INFORMATION PROVIDED =>
--
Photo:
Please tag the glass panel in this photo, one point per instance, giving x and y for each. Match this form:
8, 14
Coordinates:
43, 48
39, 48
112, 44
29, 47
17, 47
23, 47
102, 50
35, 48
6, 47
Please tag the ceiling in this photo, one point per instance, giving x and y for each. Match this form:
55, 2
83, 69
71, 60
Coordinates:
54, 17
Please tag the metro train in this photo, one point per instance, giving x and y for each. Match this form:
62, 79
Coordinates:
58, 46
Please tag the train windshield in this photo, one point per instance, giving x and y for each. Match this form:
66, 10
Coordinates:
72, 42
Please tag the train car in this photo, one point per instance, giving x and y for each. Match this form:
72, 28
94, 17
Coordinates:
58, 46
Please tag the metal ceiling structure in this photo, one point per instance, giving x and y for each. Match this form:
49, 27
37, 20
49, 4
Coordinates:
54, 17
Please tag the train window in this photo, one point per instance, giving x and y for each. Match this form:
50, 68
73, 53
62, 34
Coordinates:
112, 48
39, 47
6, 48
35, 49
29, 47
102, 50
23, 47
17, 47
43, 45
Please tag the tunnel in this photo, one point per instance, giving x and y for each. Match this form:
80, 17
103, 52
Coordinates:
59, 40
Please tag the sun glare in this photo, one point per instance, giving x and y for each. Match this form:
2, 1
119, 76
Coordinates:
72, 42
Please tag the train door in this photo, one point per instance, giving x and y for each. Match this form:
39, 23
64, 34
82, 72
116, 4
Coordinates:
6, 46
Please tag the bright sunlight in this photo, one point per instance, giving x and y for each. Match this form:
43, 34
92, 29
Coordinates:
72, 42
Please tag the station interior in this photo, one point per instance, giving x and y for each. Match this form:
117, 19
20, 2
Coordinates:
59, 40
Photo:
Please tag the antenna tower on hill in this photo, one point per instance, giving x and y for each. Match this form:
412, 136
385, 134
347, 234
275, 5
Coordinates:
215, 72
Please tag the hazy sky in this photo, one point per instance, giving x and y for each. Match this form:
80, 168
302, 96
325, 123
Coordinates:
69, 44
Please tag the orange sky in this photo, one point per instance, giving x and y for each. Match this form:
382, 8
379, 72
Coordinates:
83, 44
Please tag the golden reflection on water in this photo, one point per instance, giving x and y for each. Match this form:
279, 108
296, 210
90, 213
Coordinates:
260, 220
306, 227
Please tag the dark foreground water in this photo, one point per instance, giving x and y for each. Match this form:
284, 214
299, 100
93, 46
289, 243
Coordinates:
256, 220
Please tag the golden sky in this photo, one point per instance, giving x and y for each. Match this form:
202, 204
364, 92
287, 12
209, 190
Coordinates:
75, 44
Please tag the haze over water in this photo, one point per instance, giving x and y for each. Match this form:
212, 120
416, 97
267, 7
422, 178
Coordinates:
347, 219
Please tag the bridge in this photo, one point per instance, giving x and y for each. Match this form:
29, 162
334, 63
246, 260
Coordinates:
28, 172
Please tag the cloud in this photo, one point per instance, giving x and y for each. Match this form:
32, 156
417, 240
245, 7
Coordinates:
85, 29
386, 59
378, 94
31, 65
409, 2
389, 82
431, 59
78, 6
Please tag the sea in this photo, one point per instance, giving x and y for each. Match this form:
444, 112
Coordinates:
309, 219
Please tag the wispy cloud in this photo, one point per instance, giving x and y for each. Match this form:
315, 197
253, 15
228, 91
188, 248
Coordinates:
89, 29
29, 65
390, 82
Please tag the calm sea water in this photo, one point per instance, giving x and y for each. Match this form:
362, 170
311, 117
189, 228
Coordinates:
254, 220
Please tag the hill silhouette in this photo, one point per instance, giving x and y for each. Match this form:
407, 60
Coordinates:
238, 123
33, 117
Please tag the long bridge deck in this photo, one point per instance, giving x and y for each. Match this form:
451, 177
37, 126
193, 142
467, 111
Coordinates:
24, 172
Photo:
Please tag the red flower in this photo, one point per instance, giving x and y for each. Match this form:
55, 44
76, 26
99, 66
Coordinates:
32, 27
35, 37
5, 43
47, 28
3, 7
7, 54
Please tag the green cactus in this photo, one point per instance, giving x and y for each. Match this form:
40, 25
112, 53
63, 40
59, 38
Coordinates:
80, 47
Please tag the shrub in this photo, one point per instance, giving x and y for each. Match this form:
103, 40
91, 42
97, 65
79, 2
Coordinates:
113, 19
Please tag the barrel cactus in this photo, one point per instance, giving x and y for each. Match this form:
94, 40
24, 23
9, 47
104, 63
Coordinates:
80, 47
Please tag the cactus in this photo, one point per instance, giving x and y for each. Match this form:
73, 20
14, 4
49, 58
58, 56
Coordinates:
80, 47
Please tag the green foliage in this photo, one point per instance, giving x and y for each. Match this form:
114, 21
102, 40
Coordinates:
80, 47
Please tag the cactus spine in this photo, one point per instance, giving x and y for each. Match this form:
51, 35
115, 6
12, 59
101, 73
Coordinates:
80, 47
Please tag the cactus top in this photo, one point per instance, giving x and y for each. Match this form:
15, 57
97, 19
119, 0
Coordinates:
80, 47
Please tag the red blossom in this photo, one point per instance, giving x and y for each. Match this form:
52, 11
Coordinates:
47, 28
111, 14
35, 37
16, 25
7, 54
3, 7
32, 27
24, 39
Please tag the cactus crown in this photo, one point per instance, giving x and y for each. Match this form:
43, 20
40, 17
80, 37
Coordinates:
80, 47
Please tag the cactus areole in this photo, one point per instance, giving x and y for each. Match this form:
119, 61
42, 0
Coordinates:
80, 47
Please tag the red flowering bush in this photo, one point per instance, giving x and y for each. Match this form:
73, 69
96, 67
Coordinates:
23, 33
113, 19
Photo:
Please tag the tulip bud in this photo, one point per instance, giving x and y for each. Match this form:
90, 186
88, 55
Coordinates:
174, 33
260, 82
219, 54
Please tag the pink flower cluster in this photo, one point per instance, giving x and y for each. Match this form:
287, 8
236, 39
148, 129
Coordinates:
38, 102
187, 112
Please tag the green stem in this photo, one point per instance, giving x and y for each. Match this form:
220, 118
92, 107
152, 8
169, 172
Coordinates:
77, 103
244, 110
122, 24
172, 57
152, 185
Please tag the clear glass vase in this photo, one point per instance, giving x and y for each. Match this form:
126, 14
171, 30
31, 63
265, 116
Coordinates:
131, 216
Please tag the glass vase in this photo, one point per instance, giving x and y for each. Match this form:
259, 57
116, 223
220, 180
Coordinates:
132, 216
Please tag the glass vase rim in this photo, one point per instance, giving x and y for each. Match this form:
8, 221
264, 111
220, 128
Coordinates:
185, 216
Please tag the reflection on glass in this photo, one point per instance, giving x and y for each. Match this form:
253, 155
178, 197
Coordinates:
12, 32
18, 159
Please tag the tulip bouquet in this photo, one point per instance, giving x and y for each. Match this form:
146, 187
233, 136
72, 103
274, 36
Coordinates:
--
TRY IT =>
Repeat the material above verbatim.

RESPONSE TO THE EXERCISE =>
Photo:
Please tag the glass panel in this photo, one point per instance, giving x and y for each. Match this form:
8, 14
Coordinates:
43, 48
39, 48
112, 44
29, 47
17, 47
23, 47
102, 50
35, 48
6, 47
Please tag the ceiling in this photo, one point per instance, giving x and y for each. Match this form:
55, 2
83, 69
71, 60
Coordinates:
54, 17
Please tag the metro train in this photo, one point per instance, giving x and y for each. Match this form:
62, 79
Coordinates:
58, 46
Please tag the train windshield in this photo, one point per instance, giving x and y for each. Match this form:
66, 10
Coordinates:
72, 42
Please tag the train car in this photo, one point per instance, giving x and y for each. Match this form:
72, 28
94, 17
Coordinates:
58, 46
Please tag the metal ceiling structure in this photo, one point per instance, giving x and y for each. Match this form:
49, 27
37, 20
49, 4
Coordinates:
54, 17
Please tag the train window in this photo, one point per instance, giving x and y for each. Match this form:
50, 68
73, 53
62, 34
Coordinates:
112, 48
39, 47
6, 48
35, 49
29, 47
102, 50
23, 47
17, 47
43, 45
Please tag the tunnel in this photo, one point per instance, giving x and y for each. Match this form:
80, 17
103, 52
Coordinates:
59, 40
Please tag the sun glare in this photo, one point per instance, giving x and y for each. Match this form:
2, 1
119, 76
Coordinates:
72, 42
Please tag the train door in this photo, one point per instance, giving x and y for each. Match this form:
39, 23
64, 34
82, 72
116, 4
Coordinates:
6, 46
Please tag the bright sunlight in this photo, one point per instance, giving x and y for each. Match this form:
43, 34
92, 29
Coordinates:
72, 42
Please tag the station interior in this photo, one point per instance, giving x and y for each. Match this form:
117, 19
20, 2
Coordinates:
59, 40
Photo:
Please tag the antenna tower on hill in this photo, one point per instance, giving x and y for each. Match this form:
412, 136
385, 134
347, 234
275, 5
Coordinates:
215, 72
Please tag the hazy sky in this photo, one point per instance, giving x and y for each. Match this form:
80, 168
302, 96
325, 123
Coordinates:
69, 44
Please tag the orange sky in this photo, one point per instance, giving x and y for each. Match this form:
382, 8
379, 72
Coordinates:
83, 44
Please tag the golden reflection on water in this photo, one point per instance, giving x and y for each. Match this form:
279, 108
296, 210
90, 213
Coordinates:
260, 220
306, 227
Please tag the dark foreground water in this photo, one point per instance, giving x and y for each. Match this form:
284, 214
299, 100
93, 46
289, 243
Coordinates:
256, 220
Please tag the golden sky in this photo, one point per instance, giving x and y for each. Match this form:
202, 204
364, 92
287, 12
209, 190
Coordinates:
75, 44
Please tag the haze over water in this photo, one point per instance, giving x and y for each. Match this form:
212, 120
416, 97
267, 7
422, 178
Coordinates:
347, 219
Please tag the bridge in this photo, one point per instance, giving x and y for each. Match this form:
29, 162
334, 63
246, 260
Coordinates:
28, 172
Please tag the cloud in this photo, one point per instance, giving x and y for each. Match this form:
32, 156
417, 240
245, 7
Coordinates:
85, 29
386, 59
378, 94
31, 65
409, 2
389, 82
431, 59
78, 6
Please tag the sea in this photo, one point per instance, giving x and y for each. Match this form:
444, 112
Coordinates:
309, 219
Please tag the wispy cloud in this photo, one point per instance, giving x and y for each. Match this form:
315, 197
253, 15
228, 91
188, 248
Coordinates:
89, 29
29, 65
390, 82
Please tag the calm sea water in this photo, one point per instance, giving x and y for each. Match this form:
362, 170
311, 117
189, 228
Coordinates:
254, 220
Please tag the hill silhouette in this photo, one point per instance, giving x and y for each. Match this form:
407, 60
Coordinates:
238, 123
33, 117
Please tag the long bridge deck in this photo, one point per instance, giving x and y for each. Match this form:
451, 177
37, 126
193, 142
467, 111
Coordinates:
24, 172
Photo:
Please tag the red flower in this photo, one point per instance, giving x and y for each. Match this form:
55, 44
76, 26
99, 66
Coordinates:
32, 27
35, 37
5, 43
47, 28
3, 7
7, 54
Please tag the green cactus in this photo, one point per instance, giving x and y for each. Match this form:
40, 25
112, 53
63, 40
59, 38
Coordinates:
80, 47
Please tag the shrub in this photo, one point per instance, giving x and y for each. Match this form:
103, 40
91, 42
97, 65
79, 2
Coordinates:
113, 19
Please tag the barrel cactus in this photo, one point per instance, giving x and y for each. Match this form:
94, 40
24, 23
9, 47
104, 63
Coordinates:
80, 47
Please tag the cactus in this photo, one point per instance, giving x and y for each. Match this form:
73, 20
14, 4
49, 58
58, 56
Coordinates:
80, 47
Please tag the green foliage in this photo, one point per instance, giving x and y for each. Match this form:
114, 21
102, 40
Coordinates:
80, 47
Please tag the cactus spine in this photo, one point per instance, giving x and y for each. Match this form:
51, 35
115, 6
12, 59
101, 73
Coordinates:
80, 47
Please tag the cactus top in this photo, one point per instance, giving x and y for each. Match this form:
15, 57
97, 19
119, 0
Coordinates:
80, 47
Please tag the red blossom in this photo, one point per instance, giving x and y for each. Match this form:
52, 11
Coordinates:
47, 28
111, 14
35, 37
16, 25
7, 54
3, 7
32, 27
24, 39
Please tag the cactus crown in this photo, one point per instance, giving x and y for each. Match this form:
43, 20
40, 17
80, 37
Coordinates:
80, 47
Please tag the cactus areole in this photo, one point per instance, giving x and y for each. Match this form:
119, 61
42, 0
Coordinates:
80, 47
Please tag the red flowering bush in this photo, one point per instance, giving x and y for each. Match this form:
73, 69
96, 67
Coordinates:
23, 33
113, 19
Photo:
Please tag the tulip bud in this photo, one point per instance, giving x and y for each. Match this form:
90, 186
88, 55
Coordinates:
174, 33
260, 82
219, 54
Please tag the pink flower cluster in this photo, one point per instance, giving x and y for each. Match this form:
287, 8
236, 39
148, 129
Coordinates:
38, 102
187, 112
Please tag the green stem in this photo, one point per instance, giving x and y for each. Match this form:
220, 118
92, 107
152, 8
169, 172
Coordinates:
77, 103
244, 110
122, 24
172, 57
152, 185
Please tag the clear glass vase in this photo, one point per instance, giving x and y for each. Match this form:
126, 14
171, 30
31, 63
265, 116
Coordinates:
131, 216
Please tag the glass vase in this photo, one point per instance, giving x and y for each. Match this form:
259, 57
116, 223
220, 180
Coordinates:
132, 216
Please tag the glass vase rim in this photo, one point per instance, giving x and y for each. Match this form:
8, 221
264, 111
220, 128
Coordinates:
185, 216
Please tag the reflection on glass in this photo, one point per instance, giving x and y for each. Match this form:
253, 155
178, 197
Coordinates:
12, 32
18, 159
Please tag the tulip bouquet in this photo, one point per instance, giving x and y for each. Match this form:
146, 187
233, 136
72, 103
274, 36
Coordinates:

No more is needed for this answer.